*SOAL TERTULIS*: Salin tanpa perubahan bagian dari baris yang memuat "Can you find the dirt" sampai akhir entri, kedua ujungnya ikut disalin.
-*-*-
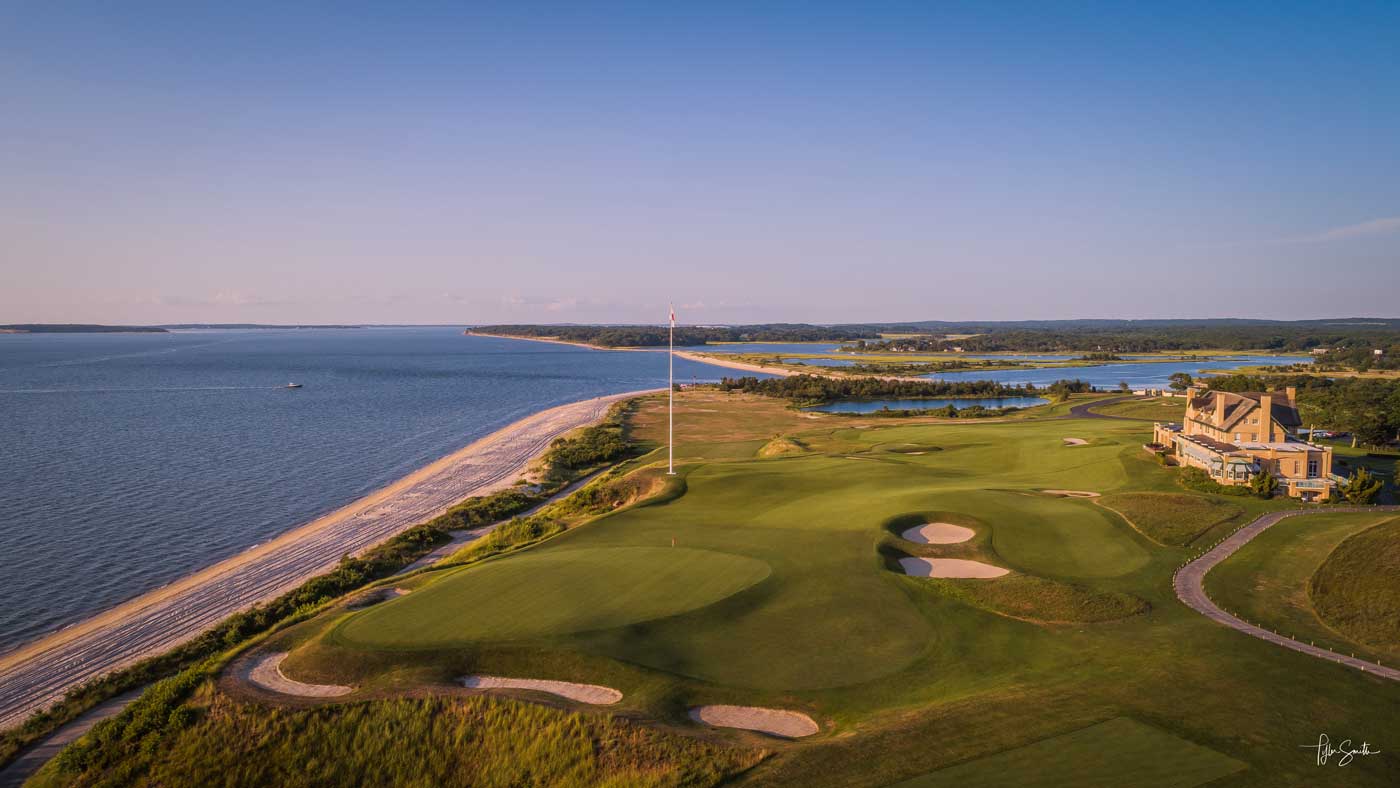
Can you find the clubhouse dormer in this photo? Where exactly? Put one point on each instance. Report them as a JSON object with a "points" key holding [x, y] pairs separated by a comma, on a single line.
{"points": [[1242, 417]]}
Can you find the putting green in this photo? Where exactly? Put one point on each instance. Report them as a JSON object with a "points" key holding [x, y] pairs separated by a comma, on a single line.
{"points": [[555, 592], [1119, 752]]}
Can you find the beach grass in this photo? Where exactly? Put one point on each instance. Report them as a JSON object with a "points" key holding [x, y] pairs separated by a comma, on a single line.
{"points": [[909, 678]]}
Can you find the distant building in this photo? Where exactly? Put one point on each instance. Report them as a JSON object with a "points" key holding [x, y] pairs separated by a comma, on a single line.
{"points": [[1235, 437]]}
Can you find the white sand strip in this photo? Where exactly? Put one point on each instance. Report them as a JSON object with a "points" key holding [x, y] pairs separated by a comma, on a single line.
{"points": [[595, 694], [938, 533], [949, 567], [772, 721], [266, 673], [37, 675]]}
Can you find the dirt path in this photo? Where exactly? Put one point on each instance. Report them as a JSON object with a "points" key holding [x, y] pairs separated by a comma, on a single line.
{"points": [[38, 673], [1189, 588], [34, 759]]}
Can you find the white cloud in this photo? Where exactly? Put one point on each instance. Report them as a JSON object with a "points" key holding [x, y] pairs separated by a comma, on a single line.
-*-*-
*HASIL LATIHAN INI*:
Can you find the dirt path in this photo? Where exactly? Put one point on each instance. Report them as a JSON object with a "points" key holding [x, y] pairs separated by a comma, on a single line.
{"points": [[38, 673], [1189, 588], [34, 759]]}
Can you find the white cloud in this photo? Where exactly? Put one point on each instance. Report them as a JSON object with a "points" key holding [x, y] pairs separated by a comma, on a single line.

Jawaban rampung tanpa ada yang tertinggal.